> _What is being asked_
In the article about Diouf's time in Scotland, which club is Diouf now playing for?

Scott Brown had just blasted in a beauty in the Scottish Cup Old Firm meeting in February and celebrated with his arms outstretched right in front of his Rangers rival.


Brown subsequently accused Diouf of "trash-talking" thoughout the 2-2 draw. Diouf hit back, claiming Brown and his Celtic mates tried to provoke him into being sent off in his first Old Firm game.


That red card finally arrived in the replay a month later, but Diouf this week spoke exclusively to Ballistic about red cards, rucks and revenge!

Because when Gers were presented with the SPL title trophy in May he made the same gesture to celebrate in a dig at Brown.

Now at Championship side Doncaster, the Senegalese frontman has lifted the lid on his time in Scotland, claiming Celtic's players were intent on kicking him to impress their fans, that referee Calum Murray made "so many mistakes" in the fiery Cup replay, and that he did "nothing wrong" throwing his jersey into the crowd at Parkhead.


Diouf said: "In the first Old Firm game everyone was kicking me because they wanted their fans to like them. They wanted to show how tough they were by kicking me, like Brown did.


"He scored a goal and he came to me and did what he did to celebrate. Everybody saw it.


"But at the end of the season I did what he did to me with the championship trophy. It was a little message from me to him.


"At the end of the season who was crying? Not me, him. I'm more grown-up. Before you do something you have to think about what might happen later."


Diouf laid the blame for the three red cards Rangers got in the Cup replay firmly at the door of Murray.

> _Supplied records_
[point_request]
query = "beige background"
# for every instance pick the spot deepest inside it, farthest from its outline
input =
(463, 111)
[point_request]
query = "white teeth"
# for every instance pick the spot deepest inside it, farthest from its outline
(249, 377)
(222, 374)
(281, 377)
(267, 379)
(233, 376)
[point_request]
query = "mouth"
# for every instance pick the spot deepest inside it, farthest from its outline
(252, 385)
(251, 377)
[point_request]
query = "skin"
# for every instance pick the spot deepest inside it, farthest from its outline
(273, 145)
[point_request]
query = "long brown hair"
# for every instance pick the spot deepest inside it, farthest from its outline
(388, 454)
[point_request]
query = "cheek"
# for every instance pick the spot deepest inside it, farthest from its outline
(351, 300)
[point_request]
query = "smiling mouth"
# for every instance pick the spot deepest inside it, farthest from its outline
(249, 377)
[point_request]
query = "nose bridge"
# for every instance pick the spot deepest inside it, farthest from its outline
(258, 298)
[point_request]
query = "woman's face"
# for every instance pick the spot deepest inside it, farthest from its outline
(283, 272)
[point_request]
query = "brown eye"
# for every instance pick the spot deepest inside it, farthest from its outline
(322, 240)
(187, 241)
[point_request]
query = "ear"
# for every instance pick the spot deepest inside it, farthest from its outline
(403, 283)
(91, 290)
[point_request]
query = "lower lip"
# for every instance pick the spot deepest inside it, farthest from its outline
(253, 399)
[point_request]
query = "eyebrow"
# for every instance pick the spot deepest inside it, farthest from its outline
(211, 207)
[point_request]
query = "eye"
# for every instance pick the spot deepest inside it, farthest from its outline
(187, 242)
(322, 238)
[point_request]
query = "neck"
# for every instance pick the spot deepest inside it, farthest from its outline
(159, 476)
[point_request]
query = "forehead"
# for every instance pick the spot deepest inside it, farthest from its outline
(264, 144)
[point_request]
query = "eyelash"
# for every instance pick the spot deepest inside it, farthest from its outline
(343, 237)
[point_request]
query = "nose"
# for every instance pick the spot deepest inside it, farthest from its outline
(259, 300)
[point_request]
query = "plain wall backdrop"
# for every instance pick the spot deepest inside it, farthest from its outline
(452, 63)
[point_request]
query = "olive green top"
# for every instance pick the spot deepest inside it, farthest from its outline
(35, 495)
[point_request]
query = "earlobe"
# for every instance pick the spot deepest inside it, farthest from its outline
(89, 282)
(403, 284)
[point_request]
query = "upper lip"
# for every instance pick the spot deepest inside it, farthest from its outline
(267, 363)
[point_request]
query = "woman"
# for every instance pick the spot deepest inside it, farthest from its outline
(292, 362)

> _Task solution_
Championship side Doncaster.